» **Assignment**
Go through the data and copy each line that holds "below".

» **Data extract**
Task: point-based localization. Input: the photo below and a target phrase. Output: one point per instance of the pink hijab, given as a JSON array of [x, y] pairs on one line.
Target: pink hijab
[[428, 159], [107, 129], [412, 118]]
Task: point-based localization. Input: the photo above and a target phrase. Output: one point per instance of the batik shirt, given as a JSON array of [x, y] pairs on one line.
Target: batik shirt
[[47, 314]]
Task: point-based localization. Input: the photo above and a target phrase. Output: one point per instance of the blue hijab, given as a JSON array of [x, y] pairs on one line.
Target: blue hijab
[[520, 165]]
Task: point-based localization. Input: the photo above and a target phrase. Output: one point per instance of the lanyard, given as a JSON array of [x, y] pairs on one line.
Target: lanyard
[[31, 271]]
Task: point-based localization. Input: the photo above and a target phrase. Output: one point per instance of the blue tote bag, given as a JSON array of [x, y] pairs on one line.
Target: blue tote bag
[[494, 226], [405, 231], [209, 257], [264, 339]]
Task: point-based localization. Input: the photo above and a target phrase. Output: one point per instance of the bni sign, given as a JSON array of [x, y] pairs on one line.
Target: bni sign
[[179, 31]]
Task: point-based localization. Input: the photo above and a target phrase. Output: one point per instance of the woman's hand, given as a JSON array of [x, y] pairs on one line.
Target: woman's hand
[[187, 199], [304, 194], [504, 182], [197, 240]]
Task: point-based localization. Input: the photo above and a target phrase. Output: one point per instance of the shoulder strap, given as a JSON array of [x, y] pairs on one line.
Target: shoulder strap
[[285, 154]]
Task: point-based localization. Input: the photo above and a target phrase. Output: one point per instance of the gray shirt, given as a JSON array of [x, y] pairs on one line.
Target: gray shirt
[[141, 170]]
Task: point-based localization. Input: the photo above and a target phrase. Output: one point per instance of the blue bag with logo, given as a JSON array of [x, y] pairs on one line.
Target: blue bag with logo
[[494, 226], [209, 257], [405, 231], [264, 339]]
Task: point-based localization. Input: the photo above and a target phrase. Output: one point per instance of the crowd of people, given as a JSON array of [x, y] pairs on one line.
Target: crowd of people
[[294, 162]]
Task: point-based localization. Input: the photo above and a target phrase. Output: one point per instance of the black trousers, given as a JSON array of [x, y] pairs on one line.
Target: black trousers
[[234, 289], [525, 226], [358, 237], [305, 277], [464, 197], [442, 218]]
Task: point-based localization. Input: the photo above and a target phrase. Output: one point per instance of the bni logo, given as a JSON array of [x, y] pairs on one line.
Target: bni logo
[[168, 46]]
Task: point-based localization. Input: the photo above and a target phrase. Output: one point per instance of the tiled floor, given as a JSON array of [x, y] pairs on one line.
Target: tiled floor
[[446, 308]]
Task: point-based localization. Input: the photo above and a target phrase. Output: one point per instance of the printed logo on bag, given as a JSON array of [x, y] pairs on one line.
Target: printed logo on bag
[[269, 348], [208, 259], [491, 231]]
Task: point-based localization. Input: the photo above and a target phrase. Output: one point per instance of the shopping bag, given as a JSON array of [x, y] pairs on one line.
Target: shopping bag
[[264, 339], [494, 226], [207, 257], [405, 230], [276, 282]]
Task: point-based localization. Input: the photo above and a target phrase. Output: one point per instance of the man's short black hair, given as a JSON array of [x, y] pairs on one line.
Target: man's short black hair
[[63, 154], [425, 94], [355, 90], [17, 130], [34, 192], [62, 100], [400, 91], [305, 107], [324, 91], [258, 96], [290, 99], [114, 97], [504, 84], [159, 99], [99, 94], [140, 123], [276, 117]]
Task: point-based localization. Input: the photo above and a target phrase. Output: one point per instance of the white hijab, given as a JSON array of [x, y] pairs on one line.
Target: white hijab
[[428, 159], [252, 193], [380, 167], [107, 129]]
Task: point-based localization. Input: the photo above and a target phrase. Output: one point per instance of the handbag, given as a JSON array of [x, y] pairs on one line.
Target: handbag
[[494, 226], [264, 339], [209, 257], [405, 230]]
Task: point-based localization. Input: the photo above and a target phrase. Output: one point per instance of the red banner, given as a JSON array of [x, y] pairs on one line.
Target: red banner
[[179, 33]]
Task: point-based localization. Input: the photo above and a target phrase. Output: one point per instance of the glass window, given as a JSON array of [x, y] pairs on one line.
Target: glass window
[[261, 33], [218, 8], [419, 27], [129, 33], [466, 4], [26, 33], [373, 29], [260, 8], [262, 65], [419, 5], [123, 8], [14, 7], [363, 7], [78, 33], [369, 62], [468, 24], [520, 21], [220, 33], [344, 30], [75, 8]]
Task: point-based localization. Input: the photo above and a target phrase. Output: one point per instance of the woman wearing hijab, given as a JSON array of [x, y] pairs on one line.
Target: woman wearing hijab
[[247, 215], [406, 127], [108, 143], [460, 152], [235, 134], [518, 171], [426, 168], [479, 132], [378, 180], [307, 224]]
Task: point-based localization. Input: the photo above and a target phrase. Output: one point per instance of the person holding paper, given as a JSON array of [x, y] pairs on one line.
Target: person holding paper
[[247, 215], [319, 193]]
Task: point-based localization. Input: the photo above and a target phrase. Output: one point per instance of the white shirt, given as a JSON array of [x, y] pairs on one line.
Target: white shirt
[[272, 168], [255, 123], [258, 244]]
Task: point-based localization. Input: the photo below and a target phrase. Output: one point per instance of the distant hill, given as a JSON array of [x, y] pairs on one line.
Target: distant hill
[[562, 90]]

» **Task solution**
Task: point-based localization. Input: the photo below and a target phrase. Output: one point per instance of the pink hijab, given as a JSON array of [x, y] pairs on one line.
Task: point-based localization. Input: the photo below and a target phrase. Output: one point per instance of the distant hill, given as a JSON array of [x, y] pairs on one line.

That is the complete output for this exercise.